**Exercise prompt**
Reproduce each of the following lines word for word, without changing any character or line break.

**Provided material**
************
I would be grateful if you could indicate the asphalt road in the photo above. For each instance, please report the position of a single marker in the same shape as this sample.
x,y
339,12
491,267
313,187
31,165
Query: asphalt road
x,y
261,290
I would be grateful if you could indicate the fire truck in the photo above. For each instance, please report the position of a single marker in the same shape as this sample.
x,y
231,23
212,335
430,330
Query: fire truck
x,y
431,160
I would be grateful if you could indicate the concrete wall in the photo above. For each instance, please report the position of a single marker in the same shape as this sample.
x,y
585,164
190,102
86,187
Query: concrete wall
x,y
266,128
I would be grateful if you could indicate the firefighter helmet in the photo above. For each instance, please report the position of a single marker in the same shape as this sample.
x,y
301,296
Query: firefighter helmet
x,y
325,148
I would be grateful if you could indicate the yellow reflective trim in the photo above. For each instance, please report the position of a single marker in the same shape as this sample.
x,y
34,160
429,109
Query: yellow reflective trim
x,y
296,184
************
**The solution**
I would be grateful if you could indicate the asphalt road in the photo above. For each instance, please report the position of a single marker in the same shape as this sample.
x,y
339,12
491,267
313,187
31,165
Query: asphalt road
x,y
261,290
I would be grateful if you could indicate the fire truck in the photo above. For each instance, please report the position of a single marker in the same shape as this sample.
x,y
231,23
212,335
430,330
Query: fire truck
x,y
431,160
I would be grateful if you could indicate the concrete wall in the photo above. For each instance, please report the position of a single marker in the same shape as this sample.
x,y
585,164
190,102
86,187
Query: concrete wall
x,y
266,128
I would be grateful if you could indicate the firefighter helmet in the photo above. For each instance, please report the position of a single marker in the same shape as this sample.
x,y
301,296
Query: firefighter helmet
x,y
325,148
I would be grateful if you could indicate the yellow reflective trim in the photo above. For each instance, please report the position of a single marker in the same shape as this sample.
x,y
34,160
429,109
Query: yellow reflective trim
x,y
296,184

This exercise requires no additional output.